● EXERCISE BRIEF:
Give everything from the row that contains "Practice step: find the black collar" down to the end of the rows below as a two-column CSV with the headers text and answer. Use one line for each row's text and its answer, with each in a quoted field and line breaks turned into spaces.

● RECORDS FOR THE TASK:
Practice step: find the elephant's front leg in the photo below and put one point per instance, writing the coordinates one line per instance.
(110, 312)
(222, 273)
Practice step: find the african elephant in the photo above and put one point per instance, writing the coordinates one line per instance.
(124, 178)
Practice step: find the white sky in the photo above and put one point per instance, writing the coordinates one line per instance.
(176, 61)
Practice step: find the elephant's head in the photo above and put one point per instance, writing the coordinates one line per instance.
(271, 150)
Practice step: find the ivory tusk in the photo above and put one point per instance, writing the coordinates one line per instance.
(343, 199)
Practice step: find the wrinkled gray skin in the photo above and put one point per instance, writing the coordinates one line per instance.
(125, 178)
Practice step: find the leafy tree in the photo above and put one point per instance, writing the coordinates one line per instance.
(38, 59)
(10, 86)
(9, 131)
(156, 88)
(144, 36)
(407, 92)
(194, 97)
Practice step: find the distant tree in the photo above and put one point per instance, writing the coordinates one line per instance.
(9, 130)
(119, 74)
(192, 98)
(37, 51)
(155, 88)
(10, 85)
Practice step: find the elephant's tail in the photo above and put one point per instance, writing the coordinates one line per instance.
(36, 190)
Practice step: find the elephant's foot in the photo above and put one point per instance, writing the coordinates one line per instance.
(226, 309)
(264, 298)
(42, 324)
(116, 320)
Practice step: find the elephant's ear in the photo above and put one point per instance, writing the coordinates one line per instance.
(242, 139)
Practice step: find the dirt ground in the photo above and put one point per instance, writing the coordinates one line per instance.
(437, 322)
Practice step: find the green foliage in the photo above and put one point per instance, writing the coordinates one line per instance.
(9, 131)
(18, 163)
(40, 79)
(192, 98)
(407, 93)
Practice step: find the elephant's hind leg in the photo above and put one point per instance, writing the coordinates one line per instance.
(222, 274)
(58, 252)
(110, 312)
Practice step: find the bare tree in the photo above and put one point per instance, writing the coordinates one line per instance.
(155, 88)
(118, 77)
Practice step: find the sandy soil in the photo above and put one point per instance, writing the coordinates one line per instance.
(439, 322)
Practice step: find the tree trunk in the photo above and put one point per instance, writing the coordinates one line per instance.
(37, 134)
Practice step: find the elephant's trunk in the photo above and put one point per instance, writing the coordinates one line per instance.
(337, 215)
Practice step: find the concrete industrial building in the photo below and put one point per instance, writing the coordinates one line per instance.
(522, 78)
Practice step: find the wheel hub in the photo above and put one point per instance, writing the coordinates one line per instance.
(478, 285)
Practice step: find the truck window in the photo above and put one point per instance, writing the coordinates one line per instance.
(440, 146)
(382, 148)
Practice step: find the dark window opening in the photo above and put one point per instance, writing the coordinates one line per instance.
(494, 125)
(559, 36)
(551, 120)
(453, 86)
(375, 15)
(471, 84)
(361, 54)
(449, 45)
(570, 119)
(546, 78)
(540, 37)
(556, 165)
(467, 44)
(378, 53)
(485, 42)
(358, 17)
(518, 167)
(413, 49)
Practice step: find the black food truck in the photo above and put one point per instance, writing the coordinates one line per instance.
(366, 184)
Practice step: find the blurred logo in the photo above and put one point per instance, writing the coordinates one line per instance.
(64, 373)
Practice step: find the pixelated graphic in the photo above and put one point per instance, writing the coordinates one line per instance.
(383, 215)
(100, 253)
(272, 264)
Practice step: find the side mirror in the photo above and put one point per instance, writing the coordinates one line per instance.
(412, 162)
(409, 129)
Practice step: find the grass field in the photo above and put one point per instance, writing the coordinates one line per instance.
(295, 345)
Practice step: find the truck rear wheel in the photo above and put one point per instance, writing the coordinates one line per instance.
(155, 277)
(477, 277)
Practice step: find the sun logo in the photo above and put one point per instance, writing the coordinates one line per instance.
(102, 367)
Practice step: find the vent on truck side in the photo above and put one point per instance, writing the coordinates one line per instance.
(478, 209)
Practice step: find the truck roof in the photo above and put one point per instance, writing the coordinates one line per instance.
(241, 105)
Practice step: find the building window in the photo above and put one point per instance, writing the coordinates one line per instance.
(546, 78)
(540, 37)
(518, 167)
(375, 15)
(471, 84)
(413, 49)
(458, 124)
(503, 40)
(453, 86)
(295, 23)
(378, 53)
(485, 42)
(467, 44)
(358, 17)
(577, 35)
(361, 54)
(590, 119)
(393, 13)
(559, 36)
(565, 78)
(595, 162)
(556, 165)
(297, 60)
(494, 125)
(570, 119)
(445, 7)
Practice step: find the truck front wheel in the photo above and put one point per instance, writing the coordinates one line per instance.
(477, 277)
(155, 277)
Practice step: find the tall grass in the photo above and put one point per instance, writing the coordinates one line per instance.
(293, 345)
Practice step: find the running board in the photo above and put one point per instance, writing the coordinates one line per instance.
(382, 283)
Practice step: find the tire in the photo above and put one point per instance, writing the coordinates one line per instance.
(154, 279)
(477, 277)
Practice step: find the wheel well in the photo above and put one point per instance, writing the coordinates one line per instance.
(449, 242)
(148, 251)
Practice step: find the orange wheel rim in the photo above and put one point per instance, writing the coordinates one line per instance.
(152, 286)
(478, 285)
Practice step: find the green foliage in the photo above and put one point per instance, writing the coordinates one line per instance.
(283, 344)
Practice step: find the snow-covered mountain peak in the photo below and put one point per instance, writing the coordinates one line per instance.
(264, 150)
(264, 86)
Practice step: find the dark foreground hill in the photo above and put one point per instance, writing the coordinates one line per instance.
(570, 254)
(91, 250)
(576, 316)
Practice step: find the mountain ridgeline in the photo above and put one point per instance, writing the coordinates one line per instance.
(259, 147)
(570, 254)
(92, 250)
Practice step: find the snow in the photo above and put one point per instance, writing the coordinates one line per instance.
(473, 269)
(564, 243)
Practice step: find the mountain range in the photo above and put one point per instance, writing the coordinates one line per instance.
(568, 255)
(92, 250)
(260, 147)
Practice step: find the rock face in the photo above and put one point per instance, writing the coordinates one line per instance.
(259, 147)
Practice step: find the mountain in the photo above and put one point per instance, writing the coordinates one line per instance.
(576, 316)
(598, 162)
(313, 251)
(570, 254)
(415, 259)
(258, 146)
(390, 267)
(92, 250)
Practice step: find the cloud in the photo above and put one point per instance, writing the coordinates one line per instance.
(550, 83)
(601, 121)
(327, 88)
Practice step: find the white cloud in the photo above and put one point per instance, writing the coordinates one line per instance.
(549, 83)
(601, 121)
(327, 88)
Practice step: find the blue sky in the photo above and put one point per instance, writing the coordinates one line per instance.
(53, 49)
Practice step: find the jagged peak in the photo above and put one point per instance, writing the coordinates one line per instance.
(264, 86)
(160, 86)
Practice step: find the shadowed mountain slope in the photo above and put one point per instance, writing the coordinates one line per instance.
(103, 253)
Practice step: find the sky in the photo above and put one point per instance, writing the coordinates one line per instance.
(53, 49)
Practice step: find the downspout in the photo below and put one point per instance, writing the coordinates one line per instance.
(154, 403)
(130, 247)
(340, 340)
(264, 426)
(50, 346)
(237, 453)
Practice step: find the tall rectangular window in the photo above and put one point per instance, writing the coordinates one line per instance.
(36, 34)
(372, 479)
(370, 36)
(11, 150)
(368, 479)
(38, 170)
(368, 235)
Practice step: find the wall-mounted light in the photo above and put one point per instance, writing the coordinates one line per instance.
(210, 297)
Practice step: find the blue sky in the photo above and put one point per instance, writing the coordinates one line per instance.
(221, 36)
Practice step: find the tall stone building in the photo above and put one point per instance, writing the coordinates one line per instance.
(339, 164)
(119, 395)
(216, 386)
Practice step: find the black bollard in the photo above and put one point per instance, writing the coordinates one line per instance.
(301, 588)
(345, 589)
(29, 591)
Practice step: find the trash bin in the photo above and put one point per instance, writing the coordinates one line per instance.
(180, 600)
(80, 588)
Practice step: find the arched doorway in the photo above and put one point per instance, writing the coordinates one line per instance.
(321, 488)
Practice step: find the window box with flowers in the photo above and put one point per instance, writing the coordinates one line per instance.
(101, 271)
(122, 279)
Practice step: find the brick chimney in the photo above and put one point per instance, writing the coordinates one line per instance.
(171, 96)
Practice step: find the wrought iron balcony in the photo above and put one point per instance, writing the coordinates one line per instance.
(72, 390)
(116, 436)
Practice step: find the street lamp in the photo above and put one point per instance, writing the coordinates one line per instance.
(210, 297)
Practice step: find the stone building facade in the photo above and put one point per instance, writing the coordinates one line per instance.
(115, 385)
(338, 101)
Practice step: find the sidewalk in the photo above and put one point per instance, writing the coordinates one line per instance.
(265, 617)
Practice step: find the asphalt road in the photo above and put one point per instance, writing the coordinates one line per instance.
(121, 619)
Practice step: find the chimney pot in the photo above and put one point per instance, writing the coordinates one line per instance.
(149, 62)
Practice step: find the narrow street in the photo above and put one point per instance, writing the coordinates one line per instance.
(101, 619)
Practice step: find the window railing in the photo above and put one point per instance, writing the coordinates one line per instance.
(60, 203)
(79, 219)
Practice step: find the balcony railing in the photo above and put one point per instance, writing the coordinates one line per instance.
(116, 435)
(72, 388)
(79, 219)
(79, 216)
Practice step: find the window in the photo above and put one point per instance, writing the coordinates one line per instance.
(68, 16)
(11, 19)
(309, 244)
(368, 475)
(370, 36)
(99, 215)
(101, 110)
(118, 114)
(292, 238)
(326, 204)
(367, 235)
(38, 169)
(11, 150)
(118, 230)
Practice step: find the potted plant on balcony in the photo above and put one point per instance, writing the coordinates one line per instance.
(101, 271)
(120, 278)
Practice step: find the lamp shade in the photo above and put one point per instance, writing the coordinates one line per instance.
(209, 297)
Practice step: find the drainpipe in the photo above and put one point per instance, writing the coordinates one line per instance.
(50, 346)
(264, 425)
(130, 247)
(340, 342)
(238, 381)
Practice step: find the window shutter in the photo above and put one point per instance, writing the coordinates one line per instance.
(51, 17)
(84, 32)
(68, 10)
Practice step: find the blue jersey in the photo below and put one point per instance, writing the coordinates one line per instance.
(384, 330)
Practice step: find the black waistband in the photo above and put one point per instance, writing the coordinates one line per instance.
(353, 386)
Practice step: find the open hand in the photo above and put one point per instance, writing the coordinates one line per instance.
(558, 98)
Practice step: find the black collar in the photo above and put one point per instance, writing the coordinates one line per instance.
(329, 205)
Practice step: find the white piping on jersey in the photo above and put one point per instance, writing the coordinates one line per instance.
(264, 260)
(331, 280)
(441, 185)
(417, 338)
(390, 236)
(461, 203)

● FINAL RESULT:
text,answer
"Practice step: find the black collar in the photo above and put one point per instance, writing the coordinates one line per instance.","(329, 205)"
"Practice step: find the white piping on jersey in the photo above and put one point per instance, writing the coordinates one line per instance.","(264, 260) (331, 280) (441, 185) (417, 338) (390, 236) (461, 203)"